══ SUPPLIED MATERIAL ══
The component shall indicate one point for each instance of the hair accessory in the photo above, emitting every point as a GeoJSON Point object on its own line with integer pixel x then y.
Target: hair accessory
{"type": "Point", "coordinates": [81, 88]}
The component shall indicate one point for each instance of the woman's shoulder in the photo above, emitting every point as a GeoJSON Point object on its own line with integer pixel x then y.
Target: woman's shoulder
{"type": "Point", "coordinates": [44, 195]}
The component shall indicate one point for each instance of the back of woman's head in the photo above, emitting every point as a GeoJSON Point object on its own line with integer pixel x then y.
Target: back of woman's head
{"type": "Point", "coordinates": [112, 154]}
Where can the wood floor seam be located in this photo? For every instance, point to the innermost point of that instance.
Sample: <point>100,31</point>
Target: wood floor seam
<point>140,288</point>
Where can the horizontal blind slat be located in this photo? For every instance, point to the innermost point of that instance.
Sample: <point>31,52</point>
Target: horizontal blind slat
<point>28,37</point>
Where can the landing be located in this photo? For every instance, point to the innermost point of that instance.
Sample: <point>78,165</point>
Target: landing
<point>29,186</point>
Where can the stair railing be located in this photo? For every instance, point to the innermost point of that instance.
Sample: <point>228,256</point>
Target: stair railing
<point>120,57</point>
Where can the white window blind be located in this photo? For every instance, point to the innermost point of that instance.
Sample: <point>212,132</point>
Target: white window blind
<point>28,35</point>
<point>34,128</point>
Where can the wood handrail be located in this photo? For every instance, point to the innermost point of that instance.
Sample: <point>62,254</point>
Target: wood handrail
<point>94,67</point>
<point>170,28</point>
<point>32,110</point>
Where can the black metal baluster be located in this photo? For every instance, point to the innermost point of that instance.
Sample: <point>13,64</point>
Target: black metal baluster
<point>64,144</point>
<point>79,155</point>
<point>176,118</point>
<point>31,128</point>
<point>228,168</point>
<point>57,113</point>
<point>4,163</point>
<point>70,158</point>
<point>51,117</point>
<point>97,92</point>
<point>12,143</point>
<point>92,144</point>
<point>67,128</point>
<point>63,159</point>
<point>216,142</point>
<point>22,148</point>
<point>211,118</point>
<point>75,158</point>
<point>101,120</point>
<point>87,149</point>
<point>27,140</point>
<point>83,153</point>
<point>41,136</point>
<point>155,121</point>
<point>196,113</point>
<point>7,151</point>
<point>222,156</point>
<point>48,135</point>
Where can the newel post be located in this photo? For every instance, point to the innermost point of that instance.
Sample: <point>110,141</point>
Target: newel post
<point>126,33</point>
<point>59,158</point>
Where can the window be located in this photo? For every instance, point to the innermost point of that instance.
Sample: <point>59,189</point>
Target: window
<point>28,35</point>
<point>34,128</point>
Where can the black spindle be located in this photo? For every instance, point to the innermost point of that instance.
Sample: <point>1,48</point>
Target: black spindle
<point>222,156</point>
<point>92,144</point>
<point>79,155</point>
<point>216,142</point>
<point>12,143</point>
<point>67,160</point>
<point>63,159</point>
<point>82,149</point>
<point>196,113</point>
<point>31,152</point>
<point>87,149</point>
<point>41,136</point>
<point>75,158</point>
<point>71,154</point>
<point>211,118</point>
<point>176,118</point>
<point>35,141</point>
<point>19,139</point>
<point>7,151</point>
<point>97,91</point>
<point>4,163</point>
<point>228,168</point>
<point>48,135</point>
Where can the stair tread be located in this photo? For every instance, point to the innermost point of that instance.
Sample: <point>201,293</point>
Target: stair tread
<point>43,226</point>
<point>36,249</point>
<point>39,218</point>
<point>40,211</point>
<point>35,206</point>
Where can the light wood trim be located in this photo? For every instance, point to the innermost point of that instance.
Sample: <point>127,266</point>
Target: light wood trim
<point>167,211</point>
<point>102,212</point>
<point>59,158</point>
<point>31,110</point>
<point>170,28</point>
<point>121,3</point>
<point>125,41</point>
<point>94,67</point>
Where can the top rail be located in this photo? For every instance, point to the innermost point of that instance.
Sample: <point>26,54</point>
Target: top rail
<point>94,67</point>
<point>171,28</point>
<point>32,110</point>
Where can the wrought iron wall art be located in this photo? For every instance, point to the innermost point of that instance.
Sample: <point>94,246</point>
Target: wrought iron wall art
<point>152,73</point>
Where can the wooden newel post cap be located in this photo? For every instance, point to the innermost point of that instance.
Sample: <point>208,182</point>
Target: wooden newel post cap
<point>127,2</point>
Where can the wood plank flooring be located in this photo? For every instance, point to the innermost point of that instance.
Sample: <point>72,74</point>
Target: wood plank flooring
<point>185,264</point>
═══
▶ [TASK ITEM]
Looking at the entries above, count the lines that contain "object" and answer with only the number.

▶ [OUTPUT]
3